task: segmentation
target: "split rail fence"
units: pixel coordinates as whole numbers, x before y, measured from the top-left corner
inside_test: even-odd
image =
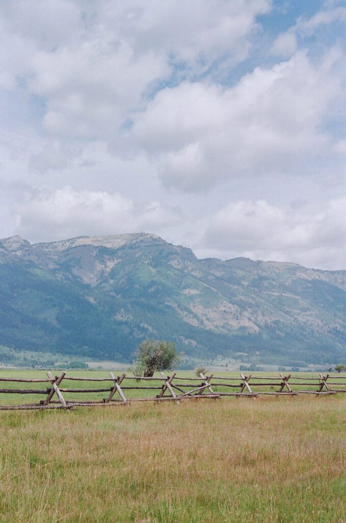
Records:
[[[173,401],[178,404],[182,400],[216,400],[222,396],[257,398],[262,395],[295,396],[304,394],[318,396],[346,392],[346,376],[328,374],[320,374],[317,378],[282,373],[277,377],[245,376],[242,372],[240,378],[213,374],[205,376],[202,373],[199,378],[188,378],[177,376],[175,372],[171,376],[161,372],[160,376],[152,378],[127,376],[125,372],[117,377],[110,372],[109,377],[104,378],[67,376],[63,371],[58,376],[53,377],[50,372],[46,374],[47,378],[41,379],[0,377],[0,382],[10,384],[8,388],[0,388],[0,410],[70,409],[77,406],[124,405],[136,401]],[[74,388],[74,382],[87,382],[89,385],[87,388]],[[15,383],[26,388],[14,388]],[[29,388],[39,383],[46,383],[47,386]],[[39,394],[45,397],[35,403],[1,404],[3,394],[8,398],[7,395],[14,394],[23,397],[27,394],[30,397]],[[79,396],[82,394],[88,394],[88,397],[79,399],[82,397]],[[144,397],[138,397],[138,394]]]

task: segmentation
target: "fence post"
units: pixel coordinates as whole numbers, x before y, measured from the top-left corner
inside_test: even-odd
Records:
[[[160,372],[160,373],[161,374],[161,375],[162,377],[162,378],[164,378],[165,377],[163,375],[163,373],[162,372]],[[173,378],[175,376],[176,374],[176,372],[173,372],[173,373],[172,374],[171,376],[168,376],[167,377],[167,379],[166,380],[166,381],[164,382],[164,385],[162,387],[162,391],[161,391],[161,392],[160,393],[160,394],[158,394],[158,395],[156,396],[158,399],[162,397],[162,396],[163,395],[163,394],[166,392],[166,391],[168,389],[169,391],[170,391],[170,392],[171,393],[171,394],[172,394],[173,397],[174,397],[174,396],[175,396],[175,397],[176,397],[176,396],[175,395],[175,393],[173,392],[173,389],[172,389],[172,387],[171,386],[171,382],[172,382],[172,380],[173,379]]]
[[[242,393],[242,392],[243,392],[243,391],[244,390],[244,389],[245,388],[245,387],[246,387],[246,388],[247,389],[247,390],[249,391],[249,392],[250,393],[250,394],[253,394],[254,393],[251,390],[251,387],[250,386],[250,385],[249,385],[249,384],[248,383],[249,380],[250,379],[250,378],[252,376],[252,374],[249,374],[248,376],[246,376],[245,377],[245,376],[244,376],[244,375],[243,374],[243,373],[241,372],[240,373],[240,376],[241,376],[241,378],[242,378],[242,379],[243,380],[243,384],[242,385],[241,389],[239,391],[239,394],[241,394]]]
[[[54,378],[52,376],[52,373],[51,372],[49,371],[46,373],[47,376],[51,380],[51,383],[52,383],[52,389],[49,392],[46,398],[42,403],[43,406],[45,406],[46,405],[48,405],[51,400],[54,396],[54,393],[56,393],[56,395],[59,398],[60,403],[63,405],[63,406],[65,408],[67,406],[66,402],[64,399],[64,397],[62,394],[61,393],[60,390],[58,386],[58,385],[59,385],[61,382],[64,379],[64,378],[66,373],[66,372],[64,372],[64,371],[63,371],[63,372],[61,373],[61,374],[58,378]]]
[[[123,374],[121,375],[121,376],[120,378],[118,377],[117,378],[115,378],[113,372],[110,372],[109,374],[110,376],[111,377],[111,378],[114,382],[114,386],[111,391],[111,393],[110,394],[109,396],[108,396],[107,399],[105,401],[105,403],[109,403],[109,402],[111,401],[111,400],[114,396],[115,392],[116,392],[116,391],[117,391],[119,393],[121,398],[123,400],[123,402],[124,403],[126,403],[127,400],[125,397],[125,395],[120,387],[120,384],[121,383],[122,381],[123,381],[125,377],[126,376],[126,373],[125,372],[123,372]]]
[[[207,378],[206,378],[206,377],[204,376],[202,372],[200,372],[199,376],[203,380],[204,384],[206,386],[204,388],[204,389],[201,389],[200,390],[198,391],[197,392],[196,392],[195,395],[198,396],[200,394],[203,394],[206,389],[208,389],[210,394],[214,394],[215,393],[214,392],[210,386],[210,380],[213,376],[213,374],[211,373],[211,374],[210,374],[209,376],[207,376]],[[202,383],[202,385],[203,385],[203,383]]]
[[[278,391],[278,394],[280,394],[280,392],[282,392],[282,391],[283,390],[283,389],[285,388],[285,387],[287,387],[287,388],[288,389],[288,391],[289,391],[289,392],[291,392],[291,393],[292,393],[293,394],[293,391],[292,391],[292,389],[291,388],[291,387],[290,386],[290,385],[289,385],[289,384],[287,382],[288,381],[288,380],[290,379],[290,378],[291,378],[291,374],[289,374],[287,376],[284,376],[280,372],[279,376],[280,376],[280,377],[282,379],[282,383],[281,383],[281,387],[280,388],[280,389]]]
[[[329,389],[329,385],[327,385],[326,383],[327,380],[328,380],[329,377],[329,374],[326,374],[325,376],[323,376],[321,374],[320,374],[319,378],[321,380],[321,383],[320,384],[319,389],[317,391],[317,392],[318,393],[319,393],[322,391],[322,389],[323,389],[324,387],[326,387],[326,389],[327,389],[328,392],[329,392],[330,394],[332,394],[332,392]]]

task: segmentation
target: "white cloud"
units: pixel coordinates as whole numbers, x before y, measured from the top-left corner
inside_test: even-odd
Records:
[[[160,91],[127,133],[157,165],[166,187],[198,191],[237,176],[302,174],[328,156],[322,130],[341,96],[327,54],[305,52],[269,69],[257,67],[234,87],[184,83]]]
[[[318,210],[283,208],[265,200],[232,202],[210,220],[202,245],[220,256],[295,262],[331,269],[344,267],[346,198]]]
[[[0,2],[0,235],[345,266],[346,8],[277,37],[271,3]]]
[[[281,33],[273,42],[271,52],[273,54],[287,58],[292,56],[297,50],[297,37],[292,31]]]
[[[164,231],[181,224],[178,208],[165,207],[157,201],[138,205],[118,192],[77,190],[69,186],[38,189],[21,184],[11,197],[10,188],[3,188],[1,200],[2,208],[5,210],[8,206],[6,213],[15,223],[15,231],[11,233],[15,232],[32,241]]]

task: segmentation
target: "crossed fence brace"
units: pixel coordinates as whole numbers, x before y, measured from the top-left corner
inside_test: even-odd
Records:
[[[174,383],[173,380],[174,379],[177,379],[178,380],[187,380],[190,381],[196,380],[196,378],[189,378],[186,377],[176,377],[176,374],[175,372],[173,372],[170,376],[165,376],[163,372],[161,372],[161,378],[152,377],[152,378],[141,378],[140,377],[128,377],[127,379],[128,380],[161,380],[163,381],[163,383],[161,386],[157,386],[155,385],[152,386],[121,386],[123,381],[126,378],[126,374],[124,372],[121,376],[118,376],[115,378],[113,372],[110,372],[110,378],[91,378],[88,379],[87,378],[73,378],[73,377],[66,377],[65,378],[66,373],[63,371],[61,373],[59,376],[55,376],[54,378],[50,372],[47,372],[46,373],[47,376],[48,377],[48,380],[25,380],[25,379],[16,379],[14,378],[0,378],[0,381],[46,381],[50,382],[51,384],[51,387],[46,389],[46,391],[43,390],[21,390],[17,389],[0,389],[0,392],[6,392],[6,393],[47,393],[47,396],[45,400],[41,400],[39,404],[31,404],[30,405],[17,405],[13,406],[13,408],[40,408],[44,407],[55,407],[55,408],[70,408],[74,406],[78,405],[108,405],[111,404],[113,402],[117,402],[118,403],[125,404],[128,404],[129,402],[133,401],[156,401],[157,402],[163,401],[172,401],[179,404],[181,400],[185,399],[197,399],[199,398],[212,398],[214,399],[217,399],[220,398],[221,396],[234,396],[238,398],[240,397],[253,397],[256,398],[258,397],[259,394],[272,394],[276,396],[280,396],[282,395],[288,395],[291,396],[296,396],[299,394],[313,394],[316,395],[324,395],[324,394],[333,394],[337,392],[346,392],[346,389],[331,389],[330,385],[340,384],[341,385],[346,385],[346,383],[342,382],[327,382],[328,378],[330,377],[329,374],[327,374],[326,376],[323,376],[322,374],[319,374],[319,378],[304,378],[301,377],[295,377],[293,378],[293,379],[295,379],[296,380],[304,380],[303,381],[298,382],[297,383],[295,381],[294,382],[289,382],[290,379],[292,378],[290,374],[287,376],[283,376],[283,374],[280,373],[279,377],[281,379],[280,382],[277,382],[277,378],[275,377],[264,377],[259,376],[253,376],[250,373],[248,374],[247,376],[244,376],[242,373],[240,373],[240,377],[241,378],[241,382],[237,384],[232,384],[232,383],[230,383],[229,382],[228,383],[224,382],[224,380],[235,380],[237,381],[237,379],[235,377],[221,377],[219,378],[219,380],[223,380],[223,382],[221,383],[214,383],[213,382],[213,386],[224,386],[228,388],[229,387],[235,387],[238,389],[238,391],[235,392],[215,392],[214,389],[212,388],[212,382],[211,380],[213,377],[214,379],[217,379],[218,377],[214,377],[212,373],[210,374],[209,376],[205,376],[203,373],[200,372],[199,374],[199,377],[201,379],[201,382],[198,385],[198,386],[195,386],[194,383]],[[63,389],[61,388],[61,384],[63,380],[65,378],[66,380],[84,380],[84,381],[112,381],[113,382],[113,386],[108,389]],[[250,380],[252,379],[253,382],[250,384]],[[335,377],[335,379],[342,379],[342,377]],[[317,384],[318,385],[318,388],[316,391],[313,390],[301,390],[294,391],[291,388],[291,385],[307,385],[308,383],[306,383],[307,380],[318,380],[318,383]],[[266,382],[265,380],[274,380],[274,381],[271,381],[269,383]],[[316,382],[315,383],[312,383],[313,384],[316,384]],[[268,390],[265,390],[261,391],[258,393],[254,392],[252,386],[268,386],[271,385],[271,388],[272,389],[274,385],[278,385],[279,388],[278,390],[275,391],[268,391]],[[192,389],[190,388],[192,387]],[[189,388],[190,390],[185,391],[184,389]],[[145,398],[126,398],[125,397],[125,394],[124,393],[124,389],[160,389],[160,392],[158,395],[154,397],[145,397]],[[63,395],[63,392],[109,392],[108,396],[106,397],[103,398],[102,400],[97,401],[92,401],[92,400],[86,400],[82,401],[79,401],[76,400],[66,400]],[[118,394],[120,398],[115,399],[114,396],[115,394]],[[55,396],[57,397],[58,401],[54,399]],[[57,404],[57,405],[52,405],[51,404]],[[10,405],[1,406],[0,406],[0,410],[2,409],[10,409],[12,408]]]

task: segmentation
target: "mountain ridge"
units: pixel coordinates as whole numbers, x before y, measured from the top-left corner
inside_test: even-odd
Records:
[[[337,361],[346,271],[198,259],[154,234],[0,240],[0,344],[127,360],[142,339],[192,356]]]

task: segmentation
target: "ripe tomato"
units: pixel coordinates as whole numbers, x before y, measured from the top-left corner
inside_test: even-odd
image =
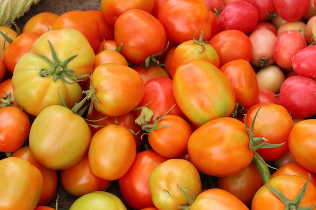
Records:
[[[190,161],[199,172],[214,176],[231,176],[251,162],[254,153],[249,144],[242,122],[232,117],[220,117],[193,132],[188,142],[188,152]]]
[[[140,9],[129,10],[121,15],[114,30],[117,45],[123,44],[122,54],[135,64],[141,64],[148,56],[161,52],[167,43],[162,23]]]
[[[133,134],[123,125],[112,124],[92,136],[88,152],[89,164],[97,176],[107,180],[122,177],[136,154]]]
[[[133,165],[119,179],[119,186],[123,200],[133,209],[154,207],[148,186],[153,169],[167,160],[155,152],[145,150],[136,154]]]
[[[139,74],[123,64],[100,65],[93,71],[91,80],[97,99],[94,101],[93,106],[105,116],[126,114],[137,106],[144,95],[144,85]]]
[[[289,150],[296,162],[307,170],[316,173],[315,136],[316,119],[309,119],[297,122],[289,135]]]
[[[43,189],[37,202],[37,205],[46,205],[54,198],[58,187],[57,171],[48,169],[40,164],[35,159],[29,146],[23,147],[16,150],[11,157],[23,158],[36,167],[40,172],[43,178]]]
[[[56,19],[52,30],[65,28],[76,29],[86,37],[93,50],[101,40],[97,21],[89,13],[79,10],[63,13]]]
[[[259,85],[255,72],[249,62],[237,59],[223,65],[220,70],[233,85],[236,102],[246,108],[255,103]]]
[[[33,122],[29,145],[39,163],[61,170],[81,159],[91,137],[89,126],[81,116],[64,106],[51,105],[43,109]]]
[[[196,126],[229,116],[235,108],[234,88],[214,65],[194,59],[181,64],[173,78],[173,92],[180,110]]]
[[[15,106],[0,108],[0,152],[12,153],[28,137],[31,121],[28,115]]]
[[[22,158],[10,157],[0,160],[0,208],[34,210],[43,187],[39,170]]]
[[[112,183],[98,177],[92,172],[87,153],[78,163],[61,170],[61,180],[66,191],[76,197],[94,191],[106,191]]]
[[[203,31],[203,41],[210,38],[208,9],[203,0],[167,0],[160,6],[158,20],[166,30],[167,39],[180,44]]]
[[[183,173],[185,172],[185,173]],[[190,197],[201,193],[202,185],[198,171],[190,162],[183,159],[171,159],[160,164],[152,170],[149,180],[149,187],[152,201],[159,209],[178,209],[185,205],[188,199],[178,187],[182,188]]]
[[[250,62],[252,59],[252,44],[244,33],[238,30],[226,30],[219,32],[210,40],[223,65],[236,59]]]
[[[22,33],[35,32],[42,34],[51,30],[59,15],[50,12],[42,12],[32,16],[24,25]]]

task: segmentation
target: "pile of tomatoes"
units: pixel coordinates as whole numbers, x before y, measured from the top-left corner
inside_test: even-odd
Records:
[[[100,4],[0,27],[0,209],[316,209],[316,1]]]

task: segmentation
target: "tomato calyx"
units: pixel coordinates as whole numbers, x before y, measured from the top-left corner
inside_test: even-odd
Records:
[[[42,55],[37,52],[35,53],[44,59],[51,67],[50,69],[42,69],[39,72],[39,75],[41,77],[49,77],[50,76],[52,76],[52,80],[56,81],[58,79],[60,79],[65,83],[71,84],[79,82],[78,79],[86,77],[85,76],[81,75],[79,76],[75,76],[75,71],[67,67],[68,63],[75,59],[77,56],[76,55],[73,55],[66,59],[63,62],[61,62],[56,54],[56,51],[54,46],[49,40],[47,40],[49,44],[49,48],[51,52],[52,60],[50,60],[46,56]],[[66,78],[69,78],[75,81],[73,83],[71,83]]]
[[[296,196],[293,200],[290,200],[289,199],[285,197],[284,195],[276,187],[270,186],[269,185],[267,185],[267,187],[269,188],[270,190],[271,190],[278,198],[281,200],[282,203],[285,205],[286,208],[285,209],[289,210],[312,210],[316,207],[316,205],[312,206],[300,206],[299,204],[301,202],[304,196],[305,195],[305,193],[306,192],[306,188],[307,187],[307,185],[309,183],[309,181],[311,179],[310,174],[308,173],[308,175],[309,177],[307,181],[304,184],[304,186],[301,189],[300,191],[298,192]]]

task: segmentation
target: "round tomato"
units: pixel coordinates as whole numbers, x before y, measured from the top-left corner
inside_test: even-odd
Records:
[[[206,122],[190,136],[190,161],[203,173],[231,176],[245,169],[253,151],[244,124],[232,117],[220,117]],[[238,157],[238,158],[234,157]]]
[[[194,59],[181,64],[173,78],[173,92],[180,110],[198,126],[216,118],[229,116],[235,108],[234,88],[214,64]]]

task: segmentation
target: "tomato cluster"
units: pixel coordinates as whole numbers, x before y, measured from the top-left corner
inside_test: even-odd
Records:
[[[0,209],[54,209],[59,184],[71,210],[316,209],[315,2],[101,0],[0,27]]]

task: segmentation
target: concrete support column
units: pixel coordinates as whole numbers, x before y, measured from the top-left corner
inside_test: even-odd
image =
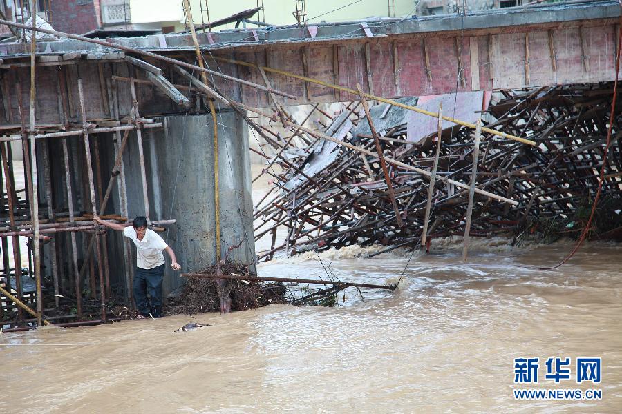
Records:
[[[228,246],[244,239],[229,257],[252,264],[255,257],[252,194],[247,128],[230,110],[218,114],[222,256]],[[174,219],[162,235],[175,250],[184,272],[200,271],[216,263],[214,138],[211,117],[177,115],[164,119],[154,132],[155,160],[151,170],[160,177],[161,219]],[[151,190],[149,189],[151,191]],[[155,209],[154,210],[158,210]],[[154,217],[155,219],[155,217]],[[255,272],[254,266],[251,270]],[[164,275],[167,294],[183,284],[170,269]]]

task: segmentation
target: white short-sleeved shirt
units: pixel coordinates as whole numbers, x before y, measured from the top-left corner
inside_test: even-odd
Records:
[[[164,264],[162,250],[169,245],[153,230],[147,229],[142,240],[136,237],[133,227],[123,229],[123,235],[130,238],[136,245],[136,266],[142,269],[152,269]]]

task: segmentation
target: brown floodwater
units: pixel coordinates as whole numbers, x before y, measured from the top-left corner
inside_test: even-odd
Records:
[[[538,270],[572,246],[478,239],[464,263],[459,239],[435,240],[432,254],[413,256],[398,290],[362,290],[361,299],[350,288],[336,308],[4,333],[0,412],[619,413],[622,250],[589,243],[560,269]],[[410,253],[364,258],[377,248],[281,257],[258,270],[323,277],[330,266],[343,280],[395,282]],[[212,326],[173,332],[189,322]],[[521,357],[540,358],[539,384],[514,384]],[[570,357],[572,379],[545,380],[549,357]],[[602,357],[600,384],[575,383],[577,357]],[[534,388],[596,388],[602,399],[513,397]]]

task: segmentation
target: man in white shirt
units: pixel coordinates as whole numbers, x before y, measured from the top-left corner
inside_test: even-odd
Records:
[[[162,316],[162,279],[164,276],[164,258],[162,254],[166,250],[171,257],[171,268],[179,270],[181,266],[177,263],[175,252],[160,235],[147,228],[147,218],[138,217],[134,219],[131,227],[125,227],[117,223],[104,221],[100,217],[93,221],[111,228],[123,232],[123,235],[136,245],[136,272],[133,290],[134,301],[138,308],[138,319],[149,315],[153,317]],[[147,292],[149,299],[147,298]]]

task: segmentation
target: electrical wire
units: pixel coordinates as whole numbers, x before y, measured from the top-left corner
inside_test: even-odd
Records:
[[[622,0],[621,0],[620,4],[621,7],[622,7]],[[620,16],[620,23],[622,24],[622,15]],[[616,120],[616,99],[617,99],[618,95],[618,77],[620,73],[621,44],[622,44],[622,31],[620,32],[620,35],[618,38],[618,49],[616,52],[616,81],[615,83],[614,83],[613,98],[611,102],[611,112],[609,115],[609,126],[607,128],[607,142],[605,144],[605,150],[603,152],[603,165],[601,166],[601,174],[599,176],[599,188],[596,190],[596,197],[594,199],[594,204],[592,205],[592,211],[590,213],[590,218],[587,219],[587,223],[585,224],[585,227],[583,228],[583,231],[581,233],[581,237],[579,237],[578,241],[577,241],[576,244],[574,246],[574,248],[573,248],[572,251],[570,252],[570,254],[566,256],[566,257],[558,264],[551,267],[540,268],[540,270],[550,270],[556,269],[567,262],[568,260],[569,260],[570,258],[574,255],[574,253],[576,253],[577,250],[578,250],[579,248],[581,246],[581,244],[583,244],[583,241],[585,239],[585,237],[587,235],[587,233],[590,231],[590,227],[592,225],[592,221],[594,219],[596,206],[598,206],[599,204],[599,199],[601,197],[601,190],[603,188],[603,181],[605,179],[605,167],[607,166],[607,152],[609,152],[609,148],[611,146],[611,130],[613,128],[613,124]]]

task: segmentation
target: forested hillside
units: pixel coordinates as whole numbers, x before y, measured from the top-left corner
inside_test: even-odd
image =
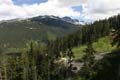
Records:
[[[120,15],[84,25],[77,32],[64,37],[47,40],[44,46],[38,41],[31,41],[19,52],[1,52],[0,78],[2,80],[120,80],[119,25]],[[109,42],[105,42],[103,38]],[[103,47],[106,46],[99,46],[103,42],[114,48],[111,46],[110,50],[104,51]],[[95,47],[96,43],[99,45]],[[84,55],[76,58],[74,49],[83,46],[86,46],[83,48]]]

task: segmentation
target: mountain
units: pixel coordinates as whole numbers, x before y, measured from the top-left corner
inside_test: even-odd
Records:
[[[29,40],[55,40],[77,31],[81,26],[65,18],[38,16],[29,19],[13,19],[0,22],[0,44],[2,47],[23,47]]]

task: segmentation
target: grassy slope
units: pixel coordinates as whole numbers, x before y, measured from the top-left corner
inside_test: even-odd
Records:
[[[97,54],[102,52],[109,52],[115,49],[115,46],[112,47],[110,43],[111,41],[108,36],[103,37],[100,38],[97,42],[93,43],[93,48],[97,51]],[[84,52],[85,49],[86,49],[86,45],[83,45],[81,47],[75,47],[73,49],[75,57],[81,58],[85,54]]]

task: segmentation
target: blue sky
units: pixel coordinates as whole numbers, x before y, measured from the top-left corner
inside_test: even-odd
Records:
[[[15,5],[23,5],[23,4],[27,4],[27,5],[32,5],[32,4],[40,4],[40,3],[44,3],[44,2],[47,2],[48,0],[13,0],[14,4]],[[74,11],[77,11],[77,12],[80,12],[82,13],[82,6],[73,6],[72,9]],[[72,18],[76,18],[76,19],[79,19],[81,21],[83,21],[83,17],[82,16],[79,16],[79,17],[74,17],[72,16]]]
[[[54,15],[91,22],[119,13],[120,0],[0,0],[0,20]]]
[[[13,0],[14,4],[16,5],[22,5],[22,4],[34,4],[34,3],[42,3],[47,2],[47,0]]]

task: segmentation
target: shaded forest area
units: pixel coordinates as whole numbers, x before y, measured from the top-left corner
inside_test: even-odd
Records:
[[[110,36],[111,45],[117,45],[118,52],[109,54],[95,63],[93,42]],[[86,44],[85,55],[78,62],[84,65],[80,71],[72,71],[72,60],[75,59],[72,49]],[[1,54],[1,80],[120,80],[118,70],[120,46],[120,15],[106,20],[85,25],[77,32],[47,41],[41,46],[39,42],[30,42],[28,48],[21,52]],[[81,54],[81,53],[79,53]],[[67,65],[59,62],[68,58]],[[118,62],[117,62],[118,61]],[[108,72],[110,74],[108,74]],[[114,73],[116,74],[114,76]]]

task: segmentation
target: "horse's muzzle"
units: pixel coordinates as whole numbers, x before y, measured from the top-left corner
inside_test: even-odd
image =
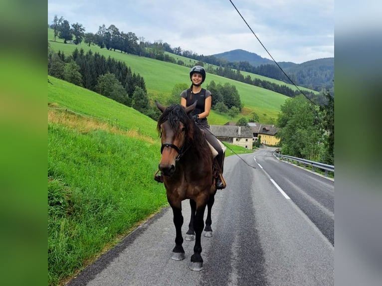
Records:
[[[174,164],[159,164],[159,169],[164,176],[171,177],[175,172],[175,165]]]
===============
### Yapılacak iş
Yukarıdaki öğelerden "mountain" sözcüğünü içeren her satırı çıkarın; büyük ve küçük harf ayrımı dikkate alınır.

### Görev yanıtı
target: "mountain ridge"
target: mountain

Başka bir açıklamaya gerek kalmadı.